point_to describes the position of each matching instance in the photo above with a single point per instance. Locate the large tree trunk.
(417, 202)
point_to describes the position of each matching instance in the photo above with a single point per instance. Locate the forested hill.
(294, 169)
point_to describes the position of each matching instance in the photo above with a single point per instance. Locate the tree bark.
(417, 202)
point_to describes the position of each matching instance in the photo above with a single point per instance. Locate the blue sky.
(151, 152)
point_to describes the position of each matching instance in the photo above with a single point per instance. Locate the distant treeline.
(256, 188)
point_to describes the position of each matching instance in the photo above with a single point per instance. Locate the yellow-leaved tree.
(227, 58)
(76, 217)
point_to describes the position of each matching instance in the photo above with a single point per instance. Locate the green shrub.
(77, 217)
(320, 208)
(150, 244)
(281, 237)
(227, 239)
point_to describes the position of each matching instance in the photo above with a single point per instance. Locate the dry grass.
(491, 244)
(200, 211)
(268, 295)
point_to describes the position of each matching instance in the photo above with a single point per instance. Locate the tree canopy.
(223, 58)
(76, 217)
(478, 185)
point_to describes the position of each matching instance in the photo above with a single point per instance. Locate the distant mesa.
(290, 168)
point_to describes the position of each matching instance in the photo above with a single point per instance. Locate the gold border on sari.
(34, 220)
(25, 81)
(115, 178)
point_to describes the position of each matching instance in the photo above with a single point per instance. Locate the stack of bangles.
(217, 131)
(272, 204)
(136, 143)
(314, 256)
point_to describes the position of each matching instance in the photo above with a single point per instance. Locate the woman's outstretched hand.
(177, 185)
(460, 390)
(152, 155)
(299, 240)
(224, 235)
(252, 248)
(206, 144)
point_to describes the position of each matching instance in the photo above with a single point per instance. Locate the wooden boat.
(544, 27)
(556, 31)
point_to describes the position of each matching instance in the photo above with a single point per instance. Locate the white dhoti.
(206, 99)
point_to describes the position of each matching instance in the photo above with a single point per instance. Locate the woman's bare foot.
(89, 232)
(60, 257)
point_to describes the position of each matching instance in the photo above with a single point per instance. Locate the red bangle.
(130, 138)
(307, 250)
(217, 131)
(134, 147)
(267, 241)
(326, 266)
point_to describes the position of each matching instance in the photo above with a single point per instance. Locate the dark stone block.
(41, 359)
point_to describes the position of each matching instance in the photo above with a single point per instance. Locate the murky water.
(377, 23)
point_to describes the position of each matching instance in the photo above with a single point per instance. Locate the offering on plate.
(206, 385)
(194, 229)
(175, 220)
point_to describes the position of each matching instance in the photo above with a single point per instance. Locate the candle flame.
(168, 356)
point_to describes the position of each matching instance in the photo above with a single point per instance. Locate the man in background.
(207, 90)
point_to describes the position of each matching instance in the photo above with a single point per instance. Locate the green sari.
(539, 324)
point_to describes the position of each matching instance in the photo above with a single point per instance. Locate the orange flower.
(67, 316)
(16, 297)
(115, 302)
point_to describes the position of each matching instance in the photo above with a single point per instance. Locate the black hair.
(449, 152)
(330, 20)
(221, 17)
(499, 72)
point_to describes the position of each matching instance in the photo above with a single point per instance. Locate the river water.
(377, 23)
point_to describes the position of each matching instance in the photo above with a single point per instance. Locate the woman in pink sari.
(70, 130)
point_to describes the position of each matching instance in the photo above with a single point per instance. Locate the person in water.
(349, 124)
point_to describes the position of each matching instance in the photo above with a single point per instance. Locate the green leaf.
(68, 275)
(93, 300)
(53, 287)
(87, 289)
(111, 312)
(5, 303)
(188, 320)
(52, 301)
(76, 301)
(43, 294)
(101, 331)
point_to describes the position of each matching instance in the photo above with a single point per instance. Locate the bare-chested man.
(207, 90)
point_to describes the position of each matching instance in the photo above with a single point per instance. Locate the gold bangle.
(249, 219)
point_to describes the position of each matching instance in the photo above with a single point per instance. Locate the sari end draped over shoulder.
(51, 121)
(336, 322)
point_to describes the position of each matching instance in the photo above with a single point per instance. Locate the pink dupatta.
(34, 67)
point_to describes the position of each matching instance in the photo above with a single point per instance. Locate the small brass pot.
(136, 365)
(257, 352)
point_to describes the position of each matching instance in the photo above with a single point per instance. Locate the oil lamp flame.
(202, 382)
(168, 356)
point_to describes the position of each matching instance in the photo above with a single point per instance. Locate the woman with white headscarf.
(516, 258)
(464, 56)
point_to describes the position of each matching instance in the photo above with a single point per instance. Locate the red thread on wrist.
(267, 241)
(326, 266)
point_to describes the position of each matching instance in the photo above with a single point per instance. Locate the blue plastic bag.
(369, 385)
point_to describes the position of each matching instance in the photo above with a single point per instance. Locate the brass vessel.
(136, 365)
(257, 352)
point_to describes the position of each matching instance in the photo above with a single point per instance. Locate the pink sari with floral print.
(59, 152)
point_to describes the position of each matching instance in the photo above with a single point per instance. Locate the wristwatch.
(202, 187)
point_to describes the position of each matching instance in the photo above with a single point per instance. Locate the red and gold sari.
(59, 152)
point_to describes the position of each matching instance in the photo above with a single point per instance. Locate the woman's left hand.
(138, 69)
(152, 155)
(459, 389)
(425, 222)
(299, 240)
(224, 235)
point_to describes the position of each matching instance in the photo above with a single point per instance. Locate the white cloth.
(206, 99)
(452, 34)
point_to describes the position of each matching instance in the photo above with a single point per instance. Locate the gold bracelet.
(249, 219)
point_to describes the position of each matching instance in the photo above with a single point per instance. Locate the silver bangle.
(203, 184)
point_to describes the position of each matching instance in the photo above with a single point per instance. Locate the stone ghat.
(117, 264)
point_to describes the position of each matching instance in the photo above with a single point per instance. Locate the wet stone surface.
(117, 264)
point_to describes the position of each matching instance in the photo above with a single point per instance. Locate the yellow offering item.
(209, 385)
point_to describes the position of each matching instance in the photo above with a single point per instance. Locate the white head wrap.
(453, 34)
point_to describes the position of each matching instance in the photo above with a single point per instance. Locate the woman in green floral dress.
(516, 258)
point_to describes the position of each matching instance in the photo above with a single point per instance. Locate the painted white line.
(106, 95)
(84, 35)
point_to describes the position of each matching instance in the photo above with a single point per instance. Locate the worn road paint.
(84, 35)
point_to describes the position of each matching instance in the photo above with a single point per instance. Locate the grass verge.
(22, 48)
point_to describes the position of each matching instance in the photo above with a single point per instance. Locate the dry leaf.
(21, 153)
***
• What needs to be done
Reproduce the complete set of lines precisely as supplied.

• Result of the task
point_to describes the position of each matching instance in the photo above with a single point per instance. Locate the large tree trunk.
(417, 202)
point_to describes the position of each matching instance in the photo above with a single point per instance. Locate the forested hill.
(294, 169)
point_to describes the position of each matching instance in the photo above with a single point per instance. Locate the tree bark.
(417, 202)
point_to describes the position of each matching instance in the photo above with a single point per instance. Locate the blue sky.
(151, 152)
point_to describes the position of each matching instance in the photo above with a single point per instance. Locate the distant treeline.
(256, 188)
point_to describes the position of each matching instance in the photo above with a single point per instance. Locate the yellow-leaved tree.
(227, 58)
(76, 217)
point_to describes the position of each matching instance in the photo above with a single point per instance. Locate the green shrub.
(77, 217)
(320, 208)
(150, 244)
(281, 237)
(227, 239)
point_to describes the position of each matching instance in the photo above with a single point per instance. Locate the dry grass.
(491, 244)
(200, 211)
(268, 295)
point_to describes the position of each matching instance in the photo above with a single point per instance. Locate the tree canopy.
(223, 58)
(76, 217)
(478, 185)
point_to describes the position of each matching instance in the photo above with a single point per instance. Locate the distant mesa.
(290, 168)
point_to describes the position of each matching instance in the photo above with a single point per instance. Locate the gold border on sari.
(34, 220)
(25, 81)
(115, 178)
point_to describes the position of each matching instance in the photo above with a single point per instance. Locate the stack of bangles.
(217, 131)
(272, 204)
(136, 143)
(314, 256)
point_to describes the position of each matching instance in the photo above with a single point per instance. Locate the woman's outstretched hand.
(177, 185)
(460, 390)
(152, 155)
(299, 240)
(224, 235)
(252, 248)
(206, 144)
point_to describes the position of each matching instance in the photo above with a single point per instance. Locate the wooden boat.
(544, 27)
(556, 31)
point_to describes the position of each matching instance in the photo above with a single point per instance. Locate the white dhoti.
(206, 99)
point_to describes the position of each matching instance in the photo above with a single point per instance. Locate the woman's bare foot.
(89, 232)
(60, 257)
point_to describes the position of each matching instance in the photo above with a single point per instance. Locate the red bangle.
(130, 138)
(307, 250)
(217, 131)
(134, 147)
(267, 241)
(326, 266)
point_to describes the position of each matching instance in the photo above with a single point per instance. Locate the dark stone block.
(41, 359)
point_to describes the position of each matching instance in the photo above with a single point per instance. Locate the murky water.
(377, 23)
point_to describes the position of each matching instance in the photo above with a single point per instance. Locate the offering on plate.
(206, 385)
(194, 229)
(175, 220)
point_to describes the position of each matching instance in the photo above with a single point per instance. Locate the candle flame.
(168, 356)
point_to describes the position of each matching instance in the photo above with a single point per instance. Locate the man in background.
(207, 90)
point_to describes the position of each matching instance in the photo above with a single point per instance. Locate the green sari.
(539, 324)
point_to describes the position of each matching instance in the photo above with a single point per instance. Locate the orange flower.
(67, 316)
(16, 297)
(115, 302)
point_to describes the position of each matching instance in the photo above with a single point per instance. Locate the black hair.
(449, 152)
(330, 20)
(221, 17)
(499, 72)
point_to describes the position of each matching instance in the photo above with a single point per instance. Locate the river water.
(377, 23)
point_to describes the position of each matching instance in the photo above with a single point per instance. Locate the woman in pink sari.
(70, 130)
point_to describes the position of each matching instance in the photo above with a single point per instance. Locate the person in water.
(349, 124)
point_to describes the position of each matching instance in the photo above with a single point per instance. Locate the green leaf.
(68, 275)
(93, 300)
(53, 287)
(87, 289)
(111, 312)
(5, 303)
(188, 320)
(52, 301)
(76, 301)
(43, 294)
(101, 331)
point_to describes the position of each matching instance in the photo above with a single point per instance. Locate the bare-chested man.
(207, 90)
point_to describes the position of each matching instance in the photo above with a single point per instance. Locate the gold bangle.
(249, 219)
point_to describes the position of each matching instance in the photo above with a single point per instance. Locate the sari end draped over shoulder.
(51, 121)
(336, 322)
point_to describes the position of each matching instance in the photo above with a single point per instance. Locate the pink dupatta.
(34, 67)
point_to describes the position of each matching instance in the photo above with a single point per instance. Locate the small brass pot.
(136, 365)
(257, 352)
point_to describes the position of each matching instance in the photo above with a single point per instance. Locate the oil lamp flame.
(202, 382)
(168, 356)
point_to describes the position of each matching instance in the photo above with a single point per instance. Locate the woman with white headscarf.
(516, 258)
(464, 56)
point_to describes the position of each matching instance in the photo above with a single point per instance. Locate the red thread on wrist.
(267, 241)
(326, 266)
point_to describes the position of each matching instance in the photo above with a single point per instance. Locate the blue plastic bag.
(369, 385)
point_to describes the position of each matching instance in the photo above with a single point per instance. Locate the brass vessel.
(136, 365)
(257, 352)
point_to describes the position of each matching instance in the photo above with a single point per instance. Locate the pink sari with floral print.
(59, 152)
point_to describes the position of each matching instance in the photo above with a single point per instance. Locate the wristwatch.
(202, 187)
point_to describes the position of each matching instance in the photo above with a single point per instance. Locate the red and gold sari.
(59, 152)
point_to describes the position of each matching instance in the photo above with a single point per instance. Locate the woman's left hand.
(138, 69)
(152, 155)
(459, 389)
(425, 222)
(299, 240)
(224, 235)
point_to describes the position of each matching instance in the photo above with a single point per instance. Locate the white cloth.
(206, 99)
(452, 34)
point_to describes the position of each matching instance in the photo above with a single point per instance. Locate the gold bracelet.
(249, 219)
point_to describes the position of each matching instance in the photo above with a single point per instance. Locate the silver bangle.
(203, 184)
point_to describes the position of each matching instance in the photo above with a single point per instance. Locate the stone ghat.
(117, 264)
point_to describes the position of each matching instance in the photo above with a single point per instance. Locate the wet stone surface.
(117, 264)
point_to describes the position of each matching instance in the photo above with a single point per instance. Locate the yellow offering item.
(209, 385)
point_to describes the position of each matching instance in the photo above with a single point per instance. Locate the white head wrap.
(453, 34)
point_to describes the position of each matching instance in the photo above with a single point per instance. Locate the woman in green floral dress.
(516, 258)
point_to describes the position of each matching instance in the photo above with a single point per instance. Locate the painted white line.
(106, 95)
(84, 35)
point_to describes the position of each matching instance in the photo above with a single point per instance. Locate the worn road paint.
(84, 35)
point_to describes the position of each matching instance in the photo above with a single point per instance. Locate the grass verge.
(22, 48)
point_to describes the position of each matching instance in the photo above with a single point per instance. Locate the dry leaf.
(21, 153)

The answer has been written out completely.